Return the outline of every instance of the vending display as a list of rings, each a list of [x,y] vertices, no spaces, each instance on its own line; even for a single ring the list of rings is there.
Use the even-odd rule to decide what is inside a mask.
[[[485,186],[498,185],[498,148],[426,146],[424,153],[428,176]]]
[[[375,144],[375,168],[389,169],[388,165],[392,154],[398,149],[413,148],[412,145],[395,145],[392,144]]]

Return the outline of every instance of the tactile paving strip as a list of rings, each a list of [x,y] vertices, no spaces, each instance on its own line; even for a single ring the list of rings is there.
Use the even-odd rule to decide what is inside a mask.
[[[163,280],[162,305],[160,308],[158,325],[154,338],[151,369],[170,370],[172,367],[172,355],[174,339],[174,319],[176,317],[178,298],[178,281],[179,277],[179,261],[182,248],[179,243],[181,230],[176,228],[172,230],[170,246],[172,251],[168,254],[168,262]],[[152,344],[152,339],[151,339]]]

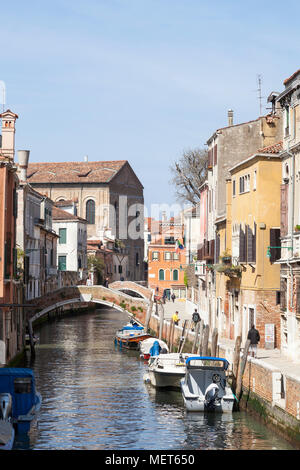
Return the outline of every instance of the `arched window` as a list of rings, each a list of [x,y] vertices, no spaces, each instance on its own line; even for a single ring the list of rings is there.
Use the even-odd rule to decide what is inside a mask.
[[[85,216],[88,224],[95,223],[95,201],[90,199],[86,203],[86,216]]]

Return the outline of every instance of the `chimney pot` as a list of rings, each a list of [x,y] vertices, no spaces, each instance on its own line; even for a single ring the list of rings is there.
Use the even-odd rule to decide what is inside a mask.
[[[30,150],[18,150],[20,181],[27,180],[27,168]]]

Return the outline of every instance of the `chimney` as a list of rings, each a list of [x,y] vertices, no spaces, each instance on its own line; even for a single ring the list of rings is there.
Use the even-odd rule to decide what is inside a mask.
[[[15,155],[15,123],[18,115],[8,109],[0,114],[2,119],[2,139],[1,139],[1,156],[8,160],[14,161]]]
[[[29,160],[30,150],[18,150],[18,173],[20,182],[25,183],[27,181],[27,168]]]

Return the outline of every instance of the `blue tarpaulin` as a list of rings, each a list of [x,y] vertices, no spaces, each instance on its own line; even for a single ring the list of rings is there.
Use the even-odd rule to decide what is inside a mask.
[[[15,379],[30,378],[30,393],[16,393]],[[10,393],[12,396],[13,417],[27,414],[36,404],[35,380],[31,369],[19,367],[0,368],[0,393]]]
[[[152,348],[150,349],[150,356],[158,356],[160,353],[161,347],[158,341],[154,341]]]

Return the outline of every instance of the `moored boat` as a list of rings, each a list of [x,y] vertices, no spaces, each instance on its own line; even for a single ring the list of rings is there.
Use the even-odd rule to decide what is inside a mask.
[[[148,334],[143,326],[131,322],[117,331],[115,343],[126,349],[138,349],[140,341],[147,338],[152,338],[152,335]]]
[[[153,348],[154,348],[154,345],[156,345],[157,343],[157,349],[158,349],[158,352],[156,354],[162,354],[162,353],[168,353],[169,352],[169,348],[168,348],[168,345],[162,341],[161,339],[157,339],[157,338],[147,338],[147,339],[144,339],[143,341],[141,341],[139,343],[139,349],[140,349],[140,352],[141,352],[141,358],[144,359],[145,361],[147,361],[148,359],[150,359],[150,356],[152,355],[155,355],[153,354]]]
[[[186,359],[193,354],[169,353],[151,356],[148,371],[144,376],[145,382],[158,388],[180,390],[180,380],[185,375]]]
[[[42,402],[35,388],[33,371],[18,367],[1,368],[0,394],[11,395],[11,423],[17,433],[27,433]]]
[[[227,385],[228,361],[220,357],[192,356],[186,360],[186,374],[180,381],[188,411],[231,412],[234,394]]]

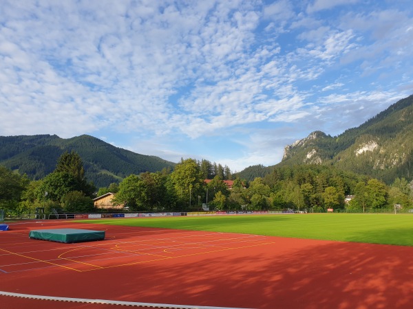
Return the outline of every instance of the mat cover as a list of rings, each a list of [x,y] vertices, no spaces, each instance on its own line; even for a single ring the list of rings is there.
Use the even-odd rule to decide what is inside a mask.
[[[36,229],[30,231],[29,237],[58,242],[83,242],[103,240],[105,231],[77,229]]]

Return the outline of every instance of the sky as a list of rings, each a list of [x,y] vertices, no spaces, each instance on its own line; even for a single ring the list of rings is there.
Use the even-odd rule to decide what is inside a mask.
[[[233,172],[413,93],[410,0],[1,0],[0,135]]]

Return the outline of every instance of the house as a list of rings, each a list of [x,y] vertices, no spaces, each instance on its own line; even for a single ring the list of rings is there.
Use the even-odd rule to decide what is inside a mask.
[[[344,203],[346,204],[348,204],[350,203],[350,201],[351,200],[352,200],[354,198],[354,195],[346,195],[346,197],[344,198]]]
[[[205,182],[205,183],[208,184],[212,181],[212,179],[205,179],[204,181]],[[226,185],[226,187],[228,187],[229,190],[232,189],[232,186],[234,184],[234,181],[224,181],[225,183],[225,184]]]
[[[107,192],[100,196],[98,196],[93,199],[93,203],[96,208],[100,209],[121,209],[123,208],[123,204],[122,205],[114,205],[112,199],[115,197],[115,194],[112,192]]]

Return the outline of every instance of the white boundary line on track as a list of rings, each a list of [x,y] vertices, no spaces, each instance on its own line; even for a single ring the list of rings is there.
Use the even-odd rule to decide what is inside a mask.
[[[205,306],[190,306],[190,305],[171,305],[167,304],[151,304],[151,303],[139,303],[135,301],[112,301],[106,299],[87,299],[84,298],[70,298],[70,297],[57,297],[52,296],[42,295],[32,295],[30,294],[14,293],[10,292],[3,292],[0,290],[0,295],[11,296],[19,298],[28,298],[31,299],[48,300],[48,301],[70,301],[74,303],[84,303],[84,304],[98,304],[105,305],[119,305],[119,306],[130,306],[134,307],[150,307],[150,308],[173,308],[173,309],[248,309],[248,308],[236,308],[230,307],[210,307]]]

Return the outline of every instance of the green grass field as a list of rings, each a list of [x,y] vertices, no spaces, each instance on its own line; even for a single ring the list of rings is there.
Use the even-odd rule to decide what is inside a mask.
[[[308,214],[88,220],[88,223],[413,246],[413,215]]]

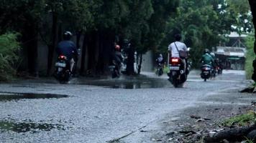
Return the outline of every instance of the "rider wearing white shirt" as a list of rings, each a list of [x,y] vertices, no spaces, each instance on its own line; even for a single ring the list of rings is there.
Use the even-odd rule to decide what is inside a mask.
[[[180,34],[175,34],[175,41],[171,43],[168,46],[168,51],[169,51],[170,57],[180,57],[177,49],[179,51],[188,51],[188,49],[187,49],[187,46],[186,46],[186,44],[180,41],[181,40]],[[177,46],[177,48],[176,48],[176,46]],[[181,59],[181,61],[184,64],[184,72],[186,72],[186,70],[185,70],[186,69],[186,59]]]

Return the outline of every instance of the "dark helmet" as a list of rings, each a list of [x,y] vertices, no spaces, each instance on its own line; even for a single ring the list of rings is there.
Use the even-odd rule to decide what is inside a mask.
[[[204,54],[209,54],[210,53],[210,51],[208,49],[205,49],[204,51]]]
[[[176,41],[179,41],[181,40],[181,35],[180,34],[177,34],[174,36],[174,38]]]
[[[72,33],[70,31],[65,31],[63,33],[63,39],[64,40],[70,40],[72,37]]]
[[[116,46],[114,46],[114,49],[116,51],[120,51],[120,46],[118,44],[116,44]]]

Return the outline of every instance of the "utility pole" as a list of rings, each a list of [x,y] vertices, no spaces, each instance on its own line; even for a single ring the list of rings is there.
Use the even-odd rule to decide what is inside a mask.
[[[252,21],[253,21],[253,25],[255,26],[255,28],[256,28],[256,1],[255,0],[248,0],[250,6],[251,7],[251,11],[252,14]],[[254,44],[254,51],[255,54],[256,54],[256,31],[255,31],[255,44]],[[252,66],[253,66],[253,74],[252,76],[252,79],[256,82],[256,59],[253,61],[252,63]]]

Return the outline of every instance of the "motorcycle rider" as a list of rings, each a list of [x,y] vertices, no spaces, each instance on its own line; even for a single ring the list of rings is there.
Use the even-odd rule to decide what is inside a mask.
[[[64,54],[68,59],[70,64],[70,72],[72,73],[75,64],[75,59],[78,56],[78,49],[74,42],[70,39],[72,33],[65,31],[63,33],[63,41],[61,41],[57,46],[56,51],[58,56]]]
[[[113,53],[112,55],[112,59],[113,60],[116,62],[116,64],[117,64],[117,68],[118,68],[118,72],[119,72],[119,74],[120,74],[120,69],[122,66],[122,63],[123,61],[123,57],[121,53],[121,49],[120,49],[120,46],[119,44],[117,44],[116,43],[114,43],[114,52]]]
[[[157,61],[157,65],[159,65],[159,64],[160,64],[161,65],[165,63],[165,60],[163,57],[163,54],[160,54],[155,61]]]
[[[187,48],[187,46],[184,43],[180,41],[180,40],[181,40],[180,34],[175,34],[174,36],[174,38],[175,38],[175,41],[171,43],[168,46],[169,55],[170,55],[170,57],[180,57],[178,51],[184,51],[188,52],[188,48]],[[177,49],[178,51],[177,50]],[[184,66],[184,70],[183,70],[184,73],[187,73],[186,72],[187,61],[186,61],[186,58],[181,59],[181,61]]]

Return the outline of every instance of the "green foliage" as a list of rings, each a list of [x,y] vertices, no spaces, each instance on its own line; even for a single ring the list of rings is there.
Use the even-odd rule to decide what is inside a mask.
[[[252,16],[248,14],[250,9],[245,1],[180,1],[177,14],[168,21],[165,37],[158,51],[166,51],[168,45],[174,41],[173,36],[180,33],[183,41],[191,48],[193,66],[198,66],[204,49],[211,50],[219,41],[225,41],[225,34],[232,31],[241,33],[252,29]],[[238,9],[240,5],[242,9]],[[247,22],[242,22],[244,21]]]
[[[247,51],[245,55],[245,72],[246,78],[250,79],[253,73],[252,61],[255,59],[255,54],[253,51],[254,35],[250,35],[246,39]]]
[[[224,120],[221,124],[227,127],[237,125],[239,127],[254,124],[256,121],[256,114],[254,112],[248,112],[247,114],[237,115]]]
[[[0,81],[12,79],[16,74],[14,65],[19,59],[19,49],[17,36],[17,34],[0,35]]]

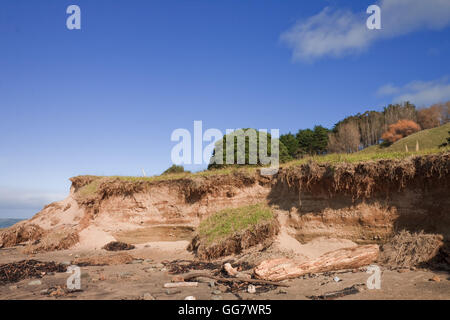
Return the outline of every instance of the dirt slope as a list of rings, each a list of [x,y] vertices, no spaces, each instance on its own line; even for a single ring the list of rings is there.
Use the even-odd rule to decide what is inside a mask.
[[[357,164],[308,163],[258,172],[127,180],[80,176],[69,196],[0,233],[0,246],[30,252],[101,248],[117,234],[191,226],[228,207],[266,202],[283,212],[289,236],[383,242],[395,230],[450,236],[450,154]],[[176,240],[176,235],[175,239]]]

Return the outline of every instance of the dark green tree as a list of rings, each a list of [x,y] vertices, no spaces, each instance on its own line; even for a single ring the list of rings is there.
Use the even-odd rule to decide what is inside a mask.
[[[272,136],[269,133],[260,132],[257,130],[249,131],[249,128],[236,130],[233,133],[225,135],[220,141],[216,143],[216,147],[214,148],[213,155],[211,157],[210,163],[208,165],[209,169],[218,169],[227,166],[243,166],[243,165],[263,165],[262,159],[260,159],[260,150],[259,150],[259,140],[260,137],[264,134],[266,135],[267,141],[267,150],[261,150],[262,154],[266,154],[268,157],[272,156]],[[252,133],[255,133],[255,137],[252,137]],[[238,144],[238,136],[241,136],[241,139],[245,139],[244,144]],[[231,144],[234,146],[233,150],[233,164],[227,164],[227,145],[230,139],[234,141]],[[241,140],[242,141],[242,140]],[[222,163],[216,163],[216,157],[219,156],[218,148],[222,144]],[[219,149],[220,150],[220,149]],[[250,150],[256,150],[256,154],[252,155],[256,158],[251,158]],[[239,159],[239,154],[243,155],[242,159]],[[291,160],[292,158],[289,155],[288,149],[286,146],[279,141],[279,161],[280,163]]]
[[[298,151],[298,140],[297,138],[292,134],[283,134],[280,136],[280,141],[286,146],[287,152],[292,158],[295,158]]]
[[[183,166],[177,166],[176,164],[174,164],[169,169],[164,171],[162,174],[182,173],[182,172],[189,172],[189,171],[185,171]]]

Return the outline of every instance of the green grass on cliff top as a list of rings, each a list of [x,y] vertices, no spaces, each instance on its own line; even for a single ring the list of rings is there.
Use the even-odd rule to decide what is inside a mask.
[[[364,151],[364,150],[363,150]],[[389,159],[405,159],[411,156],[420,156],[420,155],[428,155],[428,154],[438,154],[443,152],[450,151],[450,148],[430,148],[426,150],[420,150],[418,152],[416,151],[410,151],[410,152],[404,152],[404,151],[391,151],[391,150],[384,150],[384,149],[374,149],[373,152],[356,152],[351,154],[328,154],[328,155],[317,155],[317,156],[307,156],[302,159],[290,161],[288,163],[283,163],[280,165],[280,167],[292,167],[292,166],[298,166],[302,165],[308,162],[316,162],[316,163],[329,163],[331,165],[339,164],[339,163],[358,163],[358,162],[367,162],[367,161],[376,161],[376,160],[389,160]],[[173,173],[173,174],[165,174],[165,175],[159,175],[159,176],[152,176],[152,177],[132,177],[132,176],[94,176],[94,180],[90,183],[85,185],[80,189],[80,194],[82,196],[88,196],[90,194],[93,194],[97,191],[98,186],[102,182],[106,181],[112,181],[119,179],[121,181],[128,181],[128,182],[140,182],[140,181],[148,181],[148,182],[156,182],[156,181],[170,181],[170,180],[178,180],[183,178],[195,178],[195,177],[207,177],[212,175],[227,175],[227,174],[233,174],[233,173],[255,173],[255,171],[258,169],[258,167],[240,167],[240,168],[223,168],[223,169],[216,169],[216,170],[205,170],[195,173],[188,173],[188,172],[182,172],[182,173]]]
[[[225,209],[203,220],[198,227],[198,234],[207,243],[213,243],[241,231],[256,228],[273,218],[272,210],[265,204]]]

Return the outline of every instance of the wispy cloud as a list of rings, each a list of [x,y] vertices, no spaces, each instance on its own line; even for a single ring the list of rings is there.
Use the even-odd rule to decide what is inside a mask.
[[[417,106],[427,106],[450,100],[448,77],[433,81],[412,81],[403,86],[386,84],[377,91],[380,96],[391,96],[393,102],[410,101]]]
[[[0,218],[27,218],[65,197],[58,193],[0,188]]]
[[[365,12],[327,7],[295,23],[280,36],[281,41],[292,48],[293,60],[311,61],[361,52],[380,39],[450,25],[448,0],[382,0],[378,4],[382,30],[367,29]]]

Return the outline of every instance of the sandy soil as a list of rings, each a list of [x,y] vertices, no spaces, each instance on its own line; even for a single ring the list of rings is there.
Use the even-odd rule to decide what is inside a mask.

****

### Problem to work on
Recast the listing above as a numbered list, starting at the line containing "Return the outline of every instance of the tactile" and running down to the line containing "[[[30,150],[18,150],[20,181],[27,180],[27,168]]]", both included. Leave out blank lines and pictures.

### Response to the exercise
1. Return the outline of every instance of the tactile paving strip as a list of rings, each a list of [x,y] vertices, no spaces, each instance on its own line; even for a single ring the list of rings is there.
2. Use the even-odd rule to decide what is inside a mask.
3. [[[163,280],[162,305],[160,308],[158,325],[154,338],[151,369],[170,370],[172,367],[172,355],[174,339],[174,319],[176,317],[178,298],[178,281],[179,277],[179,261],[182,248],[179,243],[181,230],[176,228],[172,230],[170,246],[172,251],[168,254],[168,262]],[[152,344],[152,339],[151,339]]]
4. Return the outline of every instance of the `arched window` as a list of rings, each a list of [x,y] vertices, no spaces, each instance on its own line; even for a single ring the list of rings is there.
5. Use the even-odd rule to decide what is inside a mask.
6. [[[85,216],[88,224],[95,223],[95,201],[90,199],[86,203],[86,216]]]
7. Return the outline of every instance of the `chimney pot` as a list of rings, each a list of [x,y] vertices, no spaces, each instance on its own line; even for a single ring the list of rings is there.
8. Use the even-odd rule to decide what is inside a mask.
9. [[[30,150],[18,150],[20,181],[27,180],[27,168]]]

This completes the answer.